__What you are asked to do__:
Please output the records below in full, exactly as given, but without the images.

__Materials provided__:
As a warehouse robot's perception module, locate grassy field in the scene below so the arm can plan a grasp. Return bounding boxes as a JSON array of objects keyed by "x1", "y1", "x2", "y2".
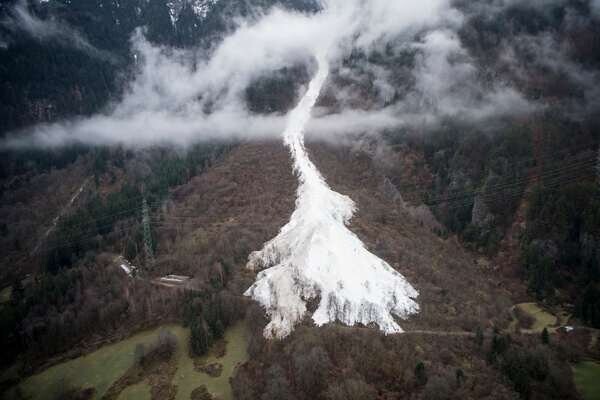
[
  {"x1": 119, "y1": 382, "x2": 151, "y2": 400},
  {"x1": 573, "y1": 361, "x2": 600, "y2": 400},
  {"x1": 9, "y1": 323, "x2": 248, "y2": 400},
  {"x1": 173, "y1": 324, "x2": 248, "y2": 400},
  {"x1": 12, "y1": 326, "x2": 178, "y2": 400},
  {"x1": 511, "y1": 303, "x2": 556, "y2": 332}
]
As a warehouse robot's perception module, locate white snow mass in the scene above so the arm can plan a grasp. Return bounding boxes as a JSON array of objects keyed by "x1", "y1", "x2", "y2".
[{"x1": 245, "y1": 52, "x2": 419, "y2": 338}]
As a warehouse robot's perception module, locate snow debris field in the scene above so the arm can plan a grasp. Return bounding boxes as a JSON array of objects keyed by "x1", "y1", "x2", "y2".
[{"x1": 245, "y1": 54, "x2": 419, "y2": 338}]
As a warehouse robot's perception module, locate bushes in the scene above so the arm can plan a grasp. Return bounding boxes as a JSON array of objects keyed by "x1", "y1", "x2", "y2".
[{"x1": 521, "y1": 183, "x2": 600, "y2": 327}]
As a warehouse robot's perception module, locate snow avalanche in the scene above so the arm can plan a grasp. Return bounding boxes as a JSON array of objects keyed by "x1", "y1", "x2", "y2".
[{"x1": 245, "y1": 53, "x2": 419, "y2": 338}]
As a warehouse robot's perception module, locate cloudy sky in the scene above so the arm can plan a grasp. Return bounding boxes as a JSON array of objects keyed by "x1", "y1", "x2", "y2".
[{"x1": 3, "y1": 0, "x2": 600, "y2": 147}]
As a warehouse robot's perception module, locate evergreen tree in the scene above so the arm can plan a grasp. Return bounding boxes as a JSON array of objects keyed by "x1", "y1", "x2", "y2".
[
  {"x1": 542, "y1": 328, "x2": 550, "y2": 344},
  {"x1": 415, "y1": 361, "x2": 427, "y2": 386}
]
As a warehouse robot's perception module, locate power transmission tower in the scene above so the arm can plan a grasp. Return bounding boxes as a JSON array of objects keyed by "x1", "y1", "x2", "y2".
[
  {"x1": 142, "y1": 196, "x2": 154, "y2": 267},
  {"x1": 596, "y1": 146, "x2": 600, "y2": 185}
]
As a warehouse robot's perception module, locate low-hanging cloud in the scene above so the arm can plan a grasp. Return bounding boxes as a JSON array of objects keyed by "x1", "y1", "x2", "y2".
[{"x1": 3, "y1": 0, "x2": 532, "y2": 148}]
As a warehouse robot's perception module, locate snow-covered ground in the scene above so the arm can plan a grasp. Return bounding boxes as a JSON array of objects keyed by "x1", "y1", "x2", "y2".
[
  {"x1": 245, "y1": 54, "x2": 419, "y2": 338},
  {"x1": 167, "y1": 0, "x2": 219, "y2": 26}
]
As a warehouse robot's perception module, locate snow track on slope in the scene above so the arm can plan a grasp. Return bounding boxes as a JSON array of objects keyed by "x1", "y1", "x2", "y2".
[{"x1": 245, "y1": 54, "x2": 419, "y2": 338}]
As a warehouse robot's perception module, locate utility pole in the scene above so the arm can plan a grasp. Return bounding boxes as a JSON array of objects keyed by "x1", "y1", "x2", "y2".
[
  {"x1": 596, "y1": 146, "x2": 600, "y2": 185},
  {"x1": 142, "y1": 195, "x2": 154, "y2": 267}
]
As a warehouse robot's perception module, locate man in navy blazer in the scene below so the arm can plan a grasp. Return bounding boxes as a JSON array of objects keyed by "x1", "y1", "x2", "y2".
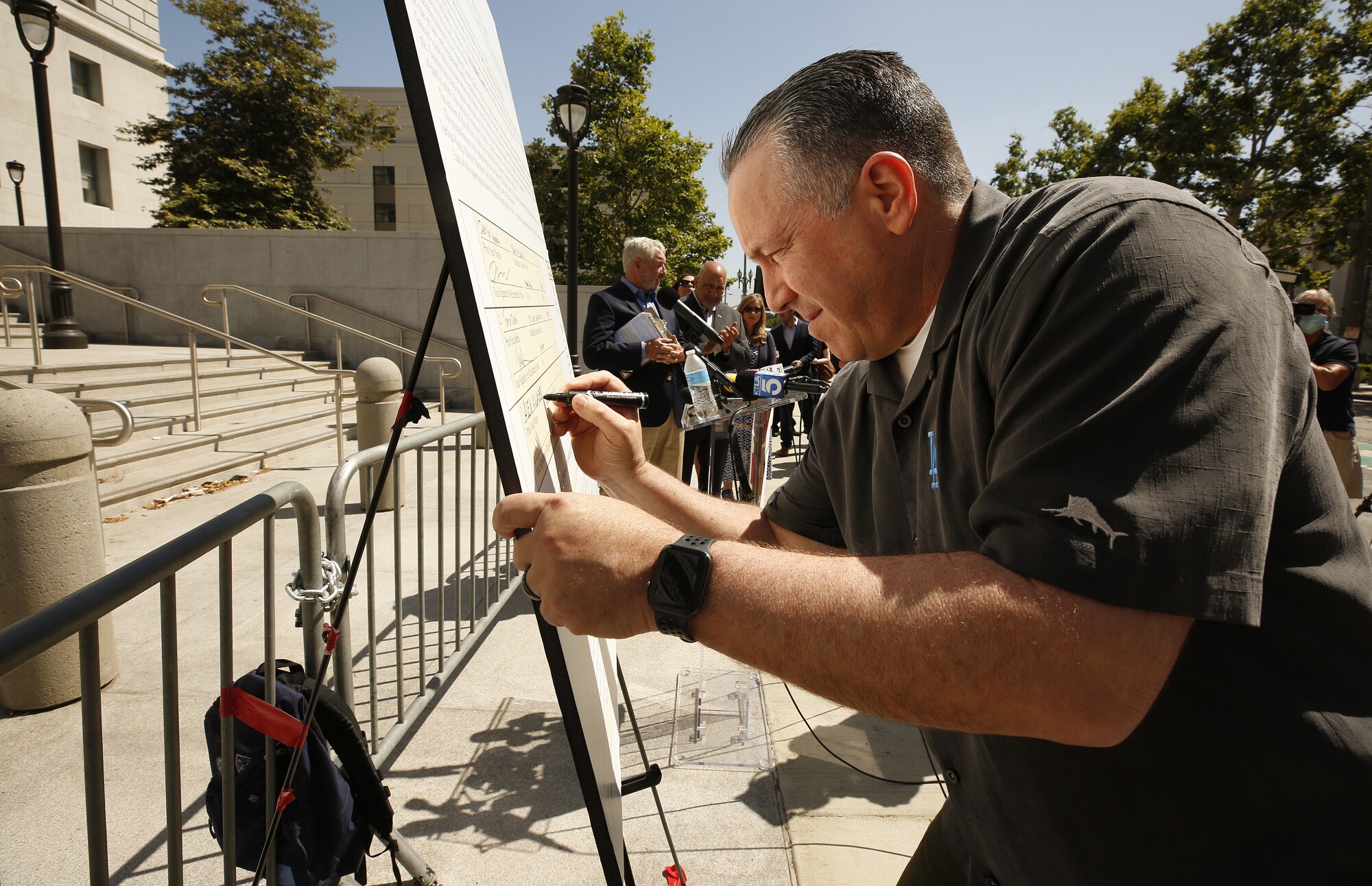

__The answer__:
As a warehouse robot's perception module, locate grassy field in the scene below so the arm can plan a grasp. Return bounding boxes as a JSON array of objects keyed by "x1", "y1", "x2", "y2".
[
  {"x1": 119, "y1": 382, "x2": 151, "y2": 400},
  {"x1": 573, "y1": 361, "x2": 600, "y2": 400},
  {"x1": 9, "y1": 323, "x2": 248, "y2": 400},
  {"x1": 173, "y1": 324, "x2": 248, "y2": 400},
  {"x1": 12, "y1": 326, "x2": 178, "y2": 400},
  {"x1": 511, "y1": 303, "x2": 556, "y2": 332}
]
As a warehouse robot's perception module, locate white snow mass in the scene above so the arm can plan a grasp. Return bounding boxes as a JSON array of objects keyed by "x1", "y1", "x2", "y2".
[{"x1": 245, "y1": 52, "x2": 419, "y2": 338}]
As a warehouse robot's perception module, locate snow debris field in the scene above so the arm can plan a grasp. Return bounding boxes as a JSON array of objects keyed by "x1", "y1", "x2", "y2".
[{"x1": 245, "y1": 54, "x2": 419, "y2": 338}]
As a warehouse robot's perception module, locate bushes in the scene above so the arm can plan a grasp. Return bounding boxes as a JSON array of objects keyed by "x1", "y1", "x2", "y2".
[{"x1": 521, "y1": 183, "x2": 600, "y2": 327}]
As a warehouse robot's perception module, locate snow avalanche in the scene above so the arm can plan a grasp. Return bounding boxes as a JSON array of objects keyed by "x1", "y1", "x2", "y2".
[{"x1": 245, "y1": 53, "x2": 419, "y2": 338}]
As a warehouse robot's perception module, locate cloudy sky in the scene above so the arm can plan a grasp. Return bounding boxes as a JSON array of objects keyed by "x1", "y1", "x2", "y2".
[{"x1": 3, "y1": 0, "x2": 600, "y2": 147}]
As a warehouse robot's perception module, locate evergreen tree in the scene above so the arm can plan a grasp. Return bounding boxes as a JSON array of objects keyed by "x1", "y1", "x2", "y2".
[
  {"x1": 542, "y1": 328, "x2": 550, "y2": 344},
  {"x1": 415, "y1": 361, "x2": 427, "y2": 386}
]
As a warehouse robot's perception module, locate power transmission tower in the scene above so the arm can plan a grasp. Return bounding boxes as a JSON array of objects keyed by "x1", "y1", "x2", "y2".
[
  {"x1": 142, "y1": 196, "x2": 154, "y2": 267},
  {"x1": 596, "y1": 146, "x2": 600, "y2": 185}
]
As a warehouse robot's perception module, locate low-hanging cloud in the scene above so the arm can plan a grasp. Return bounding boxes as a JSON array of objects keyed by "x1", "y1", "x2", "y2".
[{"x1": 3, "y1": 0, "x2": 532, "y2": 148}]
As a warehouse robot's perception module, locate snow-covered ground in the scene above so the arm can plan a grasp. Return bounding boxes as a JSON array of objects keyed by "x1", "y1", "x2", "y2".
[
  {"x1": 245, "y1": 54, "x2": 419, "y2": 338},
  {"x1": 167, "y1": 0, "x2": 219, "y2": 26}
]
As a warehouse robot's perception module, locate snow track on slope in the scene above so the arm can plan a grasp. Return bounding boxes as a JSON array of objects keyed by "x1", "y1", "x2", "y2".
[{"x1": 245, "y1": 54, "x2": 419, "y2": 338}]
As a warehouse robot's perception module, locate utility pole in the scene above so the arm can plan a grasp. Return bounding boxes as a JSON array of objects keyed by "x1", "y1", "x2", "y2".
[
  {"x1": 596, "y1": 146, "x2": 600, "y2": 185},
  {"x1": 142, "y1": 195, "x2": 154, "y2": 267}
]
As a warehouse robot's perception module, locate man in navy blazer in the scene below so the arm can plan a grasp. Return bounding boxes as a JSON array of objects keyed by "x1", "y1", "x2", "y2".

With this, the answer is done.